━━━ Exercise inputs ━━━

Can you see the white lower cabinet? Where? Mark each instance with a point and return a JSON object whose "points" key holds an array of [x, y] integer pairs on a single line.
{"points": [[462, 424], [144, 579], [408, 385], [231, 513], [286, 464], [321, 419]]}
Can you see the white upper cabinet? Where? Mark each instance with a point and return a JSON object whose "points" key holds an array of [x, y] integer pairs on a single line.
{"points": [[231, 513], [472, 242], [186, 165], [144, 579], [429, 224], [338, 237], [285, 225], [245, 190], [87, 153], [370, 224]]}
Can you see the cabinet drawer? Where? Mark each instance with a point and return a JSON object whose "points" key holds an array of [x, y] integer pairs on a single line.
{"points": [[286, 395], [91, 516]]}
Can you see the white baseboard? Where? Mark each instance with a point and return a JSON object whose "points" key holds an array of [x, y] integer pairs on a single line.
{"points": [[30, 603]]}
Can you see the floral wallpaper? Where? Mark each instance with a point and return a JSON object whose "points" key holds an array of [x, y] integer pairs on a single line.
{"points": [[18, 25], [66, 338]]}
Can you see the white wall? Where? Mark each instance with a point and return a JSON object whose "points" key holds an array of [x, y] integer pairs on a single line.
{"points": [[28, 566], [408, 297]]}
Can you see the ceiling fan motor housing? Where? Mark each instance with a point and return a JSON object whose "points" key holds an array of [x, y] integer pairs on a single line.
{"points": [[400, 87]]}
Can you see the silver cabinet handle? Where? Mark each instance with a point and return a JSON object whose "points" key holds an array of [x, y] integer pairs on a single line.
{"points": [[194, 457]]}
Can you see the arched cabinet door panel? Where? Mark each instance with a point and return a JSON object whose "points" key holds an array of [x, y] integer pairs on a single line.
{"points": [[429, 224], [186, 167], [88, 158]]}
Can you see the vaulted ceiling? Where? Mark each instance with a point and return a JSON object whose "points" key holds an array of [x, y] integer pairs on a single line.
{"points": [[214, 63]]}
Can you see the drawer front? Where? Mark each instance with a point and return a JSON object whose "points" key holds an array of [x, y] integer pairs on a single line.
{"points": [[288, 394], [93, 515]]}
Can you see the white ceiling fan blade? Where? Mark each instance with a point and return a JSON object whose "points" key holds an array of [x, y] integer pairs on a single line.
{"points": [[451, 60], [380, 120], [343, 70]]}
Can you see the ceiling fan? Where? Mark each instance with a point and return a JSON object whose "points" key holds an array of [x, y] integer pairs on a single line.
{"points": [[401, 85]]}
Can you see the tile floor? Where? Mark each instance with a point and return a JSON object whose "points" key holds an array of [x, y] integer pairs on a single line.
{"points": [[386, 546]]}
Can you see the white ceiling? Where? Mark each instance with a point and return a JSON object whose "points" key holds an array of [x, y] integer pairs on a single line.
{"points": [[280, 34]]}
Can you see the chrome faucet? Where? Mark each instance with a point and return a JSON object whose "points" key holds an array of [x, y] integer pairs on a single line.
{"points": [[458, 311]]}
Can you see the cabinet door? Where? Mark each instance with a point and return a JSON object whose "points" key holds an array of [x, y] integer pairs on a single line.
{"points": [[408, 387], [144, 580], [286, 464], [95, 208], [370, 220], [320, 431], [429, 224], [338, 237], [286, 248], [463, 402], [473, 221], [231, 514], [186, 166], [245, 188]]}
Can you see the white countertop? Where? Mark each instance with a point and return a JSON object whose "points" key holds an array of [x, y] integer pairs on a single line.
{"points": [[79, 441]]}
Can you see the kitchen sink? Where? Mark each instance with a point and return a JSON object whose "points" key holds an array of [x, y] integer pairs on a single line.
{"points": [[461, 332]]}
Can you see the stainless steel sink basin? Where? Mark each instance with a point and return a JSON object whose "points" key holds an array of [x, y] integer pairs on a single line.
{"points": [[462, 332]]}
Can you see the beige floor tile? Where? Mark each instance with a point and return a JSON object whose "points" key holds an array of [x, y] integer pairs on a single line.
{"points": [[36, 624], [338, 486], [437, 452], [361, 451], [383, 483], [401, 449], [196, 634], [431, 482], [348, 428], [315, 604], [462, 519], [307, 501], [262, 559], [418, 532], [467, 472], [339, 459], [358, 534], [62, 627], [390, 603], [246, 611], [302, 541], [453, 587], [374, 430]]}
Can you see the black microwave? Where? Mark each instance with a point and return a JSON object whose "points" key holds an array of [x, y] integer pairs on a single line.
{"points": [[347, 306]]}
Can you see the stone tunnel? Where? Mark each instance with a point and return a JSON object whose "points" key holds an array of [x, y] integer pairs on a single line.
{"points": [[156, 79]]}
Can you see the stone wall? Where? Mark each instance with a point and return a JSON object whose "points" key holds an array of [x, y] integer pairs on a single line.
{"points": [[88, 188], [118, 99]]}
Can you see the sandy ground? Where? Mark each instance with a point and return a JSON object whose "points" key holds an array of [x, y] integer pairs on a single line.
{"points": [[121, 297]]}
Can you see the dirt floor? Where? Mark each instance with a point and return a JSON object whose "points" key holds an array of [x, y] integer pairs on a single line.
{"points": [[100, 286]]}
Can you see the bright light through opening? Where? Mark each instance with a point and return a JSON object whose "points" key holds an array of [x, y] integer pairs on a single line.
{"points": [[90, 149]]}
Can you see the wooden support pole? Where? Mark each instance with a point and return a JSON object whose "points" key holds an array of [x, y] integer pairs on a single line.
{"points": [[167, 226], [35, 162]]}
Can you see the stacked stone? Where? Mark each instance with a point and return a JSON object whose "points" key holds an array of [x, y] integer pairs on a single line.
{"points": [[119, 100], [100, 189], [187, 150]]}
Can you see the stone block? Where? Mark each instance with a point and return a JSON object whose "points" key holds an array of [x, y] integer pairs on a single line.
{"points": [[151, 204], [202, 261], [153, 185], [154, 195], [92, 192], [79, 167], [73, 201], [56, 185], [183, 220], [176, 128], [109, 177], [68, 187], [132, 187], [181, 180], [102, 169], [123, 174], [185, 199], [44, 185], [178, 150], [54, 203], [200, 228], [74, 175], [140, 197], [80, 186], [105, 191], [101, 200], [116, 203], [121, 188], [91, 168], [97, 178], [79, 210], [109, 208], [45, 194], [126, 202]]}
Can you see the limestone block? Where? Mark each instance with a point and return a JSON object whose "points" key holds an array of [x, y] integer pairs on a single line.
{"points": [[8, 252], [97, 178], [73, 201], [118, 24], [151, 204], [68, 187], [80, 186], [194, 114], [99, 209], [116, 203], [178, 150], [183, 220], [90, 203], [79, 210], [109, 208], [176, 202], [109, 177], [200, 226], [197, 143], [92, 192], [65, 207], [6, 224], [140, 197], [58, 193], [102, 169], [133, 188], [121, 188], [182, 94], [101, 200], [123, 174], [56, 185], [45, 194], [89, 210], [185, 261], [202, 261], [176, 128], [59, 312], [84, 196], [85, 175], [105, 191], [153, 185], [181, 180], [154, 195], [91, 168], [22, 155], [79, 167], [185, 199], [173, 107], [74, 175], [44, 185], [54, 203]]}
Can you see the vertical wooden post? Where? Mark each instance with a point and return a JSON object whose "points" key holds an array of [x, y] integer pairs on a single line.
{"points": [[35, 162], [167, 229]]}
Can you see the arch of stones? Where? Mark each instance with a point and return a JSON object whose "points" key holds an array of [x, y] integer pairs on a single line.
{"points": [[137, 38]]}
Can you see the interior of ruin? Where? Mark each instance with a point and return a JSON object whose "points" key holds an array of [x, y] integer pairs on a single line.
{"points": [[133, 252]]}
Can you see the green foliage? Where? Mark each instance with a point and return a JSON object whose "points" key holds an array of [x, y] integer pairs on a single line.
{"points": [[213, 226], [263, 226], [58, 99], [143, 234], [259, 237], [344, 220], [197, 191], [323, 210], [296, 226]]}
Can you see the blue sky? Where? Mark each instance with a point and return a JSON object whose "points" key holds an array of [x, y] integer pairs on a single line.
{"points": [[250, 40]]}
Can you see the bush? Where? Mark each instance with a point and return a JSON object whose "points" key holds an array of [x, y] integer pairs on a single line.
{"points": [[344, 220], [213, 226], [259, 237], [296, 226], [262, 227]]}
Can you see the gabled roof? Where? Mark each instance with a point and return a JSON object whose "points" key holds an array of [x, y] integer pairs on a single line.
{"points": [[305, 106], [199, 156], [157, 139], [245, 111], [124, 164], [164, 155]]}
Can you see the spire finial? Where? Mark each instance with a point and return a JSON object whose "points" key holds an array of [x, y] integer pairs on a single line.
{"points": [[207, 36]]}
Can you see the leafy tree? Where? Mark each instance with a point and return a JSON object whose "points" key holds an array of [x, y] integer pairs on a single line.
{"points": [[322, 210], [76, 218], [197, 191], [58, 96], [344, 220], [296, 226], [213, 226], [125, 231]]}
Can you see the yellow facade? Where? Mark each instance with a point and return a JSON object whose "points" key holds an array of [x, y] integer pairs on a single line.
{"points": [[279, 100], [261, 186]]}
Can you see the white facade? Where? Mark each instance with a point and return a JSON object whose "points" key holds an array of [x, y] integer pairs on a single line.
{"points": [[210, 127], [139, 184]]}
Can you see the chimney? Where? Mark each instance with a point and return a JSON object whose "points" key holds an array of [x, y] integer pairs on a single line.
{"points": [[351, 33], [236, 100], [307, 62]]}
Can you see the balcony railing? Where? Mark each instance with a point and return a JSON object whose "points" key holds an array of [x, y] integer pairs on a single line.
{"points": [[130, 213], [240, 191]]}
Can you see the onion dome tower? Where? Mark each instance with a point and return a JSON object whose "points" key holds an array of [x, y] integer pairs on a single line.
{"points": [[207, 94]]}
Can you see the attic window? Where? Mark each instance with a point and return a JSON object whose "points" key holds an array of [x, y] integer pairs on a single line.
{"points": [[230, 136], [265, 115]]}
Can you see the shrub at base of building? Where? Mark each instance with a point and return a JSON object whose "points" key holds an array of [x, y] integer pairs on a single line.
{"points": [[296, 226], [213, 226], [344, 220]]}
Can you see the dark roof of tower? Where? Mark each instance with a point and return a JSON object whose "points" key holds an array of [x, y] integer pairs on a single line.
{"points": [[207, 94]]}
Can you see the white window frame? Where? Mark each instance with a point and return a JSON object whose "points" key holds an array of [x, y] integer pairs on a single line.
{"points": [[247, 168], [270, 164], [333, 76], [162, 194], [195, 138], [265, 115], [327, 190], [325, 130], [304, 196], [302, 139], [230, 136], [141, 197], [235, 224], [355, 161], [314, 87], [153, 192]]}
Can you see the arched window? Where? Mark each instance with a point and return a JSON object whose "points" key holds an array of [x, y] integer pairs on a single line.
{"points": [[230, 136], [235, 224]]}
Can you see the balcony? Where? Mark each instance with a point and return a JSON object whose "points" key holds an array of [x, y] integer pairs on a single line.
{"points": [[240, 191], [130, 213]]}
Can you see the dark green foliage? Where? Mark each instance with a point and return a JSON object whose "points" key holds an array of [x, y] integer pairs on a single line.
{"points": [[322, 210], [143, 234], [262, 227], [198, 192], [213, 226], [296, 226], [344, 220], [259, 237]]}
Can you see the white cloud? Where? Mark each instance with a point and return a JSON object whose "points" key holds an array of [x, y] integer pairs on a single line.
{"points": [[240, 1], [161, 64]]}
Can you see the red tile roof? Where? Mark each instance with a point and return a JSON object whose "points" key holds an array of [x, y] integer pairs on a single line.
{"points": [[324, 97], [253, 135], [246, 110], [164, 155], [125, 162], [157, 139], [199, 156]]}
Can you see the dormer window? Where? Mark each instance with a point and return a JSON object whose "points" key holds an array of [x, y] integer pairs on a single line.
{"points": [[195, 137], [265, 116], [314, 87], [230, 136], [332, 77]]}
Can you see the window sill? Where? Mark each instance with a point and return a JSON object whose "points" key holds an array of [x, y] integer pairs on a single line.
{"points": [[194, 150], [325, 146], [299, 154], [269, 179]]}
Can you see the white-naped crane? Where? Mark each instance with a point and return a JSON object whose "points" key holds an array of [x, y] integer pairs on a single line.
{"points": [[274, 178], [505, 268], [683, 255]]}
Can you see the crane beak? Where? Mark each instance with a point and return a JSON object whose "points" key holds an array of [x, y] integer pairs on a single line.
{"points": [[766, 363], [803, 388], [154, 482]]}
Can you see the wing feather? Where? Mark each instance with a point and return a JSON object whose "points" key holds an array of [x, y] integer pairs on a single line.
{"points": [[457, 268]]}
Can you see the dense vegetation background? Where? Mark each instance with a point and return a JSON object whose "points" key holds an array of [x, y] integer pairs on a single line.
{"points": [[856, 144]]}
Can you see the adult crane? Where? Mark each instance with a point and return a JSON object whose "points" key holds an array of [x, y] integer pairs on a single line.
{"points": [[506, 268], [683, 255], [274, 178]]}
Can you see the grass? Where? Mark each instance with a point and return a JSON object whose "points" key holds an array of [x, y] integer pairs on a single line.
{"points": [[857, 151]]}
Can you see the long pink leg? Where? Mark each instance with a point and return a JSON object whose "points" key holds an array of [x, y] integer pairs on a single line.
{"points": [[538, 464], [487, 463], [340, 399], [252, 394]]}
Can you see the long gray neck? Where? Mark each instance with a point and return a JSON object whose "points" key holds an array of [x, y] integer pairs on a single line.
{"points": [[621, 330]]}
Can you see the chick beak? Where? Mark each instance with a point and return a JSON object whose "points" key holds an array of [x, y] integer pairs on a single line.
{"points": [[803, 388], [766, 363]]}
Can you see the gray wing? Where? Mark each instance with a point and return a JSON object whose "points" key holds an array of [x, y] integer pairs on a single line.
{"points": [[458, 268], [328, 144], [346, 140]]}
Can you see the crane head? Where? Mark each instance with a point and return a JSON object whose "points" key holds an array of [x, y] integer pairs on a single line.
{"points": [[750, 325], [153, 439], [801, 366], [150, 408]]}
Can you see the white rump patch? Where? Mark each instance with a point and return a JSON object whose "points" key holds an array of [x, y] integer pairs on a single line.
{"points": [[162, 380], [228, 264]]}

━━━

= Stated problem =
Extract, exactly, the lines above that begin at the line containing "Can you see the gray" and end at the final line of the records; add no other text.

= Solution for this task =
Can you see the gray wing? Where? Mark each instance with a point and return a JSON object whose "points" key holds an array of [x, y] integer pairs on a single line.
{"points": [[458, 268], [328, 144], [346, 140]]}
Can you see the crane head? Where? Mark each instance with a point and return a JSON object whose "points" key holds an array of [x, y] integer pairs on a single line.
{"points": [[750, 325], [153, 439], [801, 366], [150, 408]]}
Can you see the white rump patch? Where? Mark each instance with a point and return a JSON object whose "points" key holds an array of [x, y] integer pairs on a single line.
{"points": [[162, 380], [228, 264]]}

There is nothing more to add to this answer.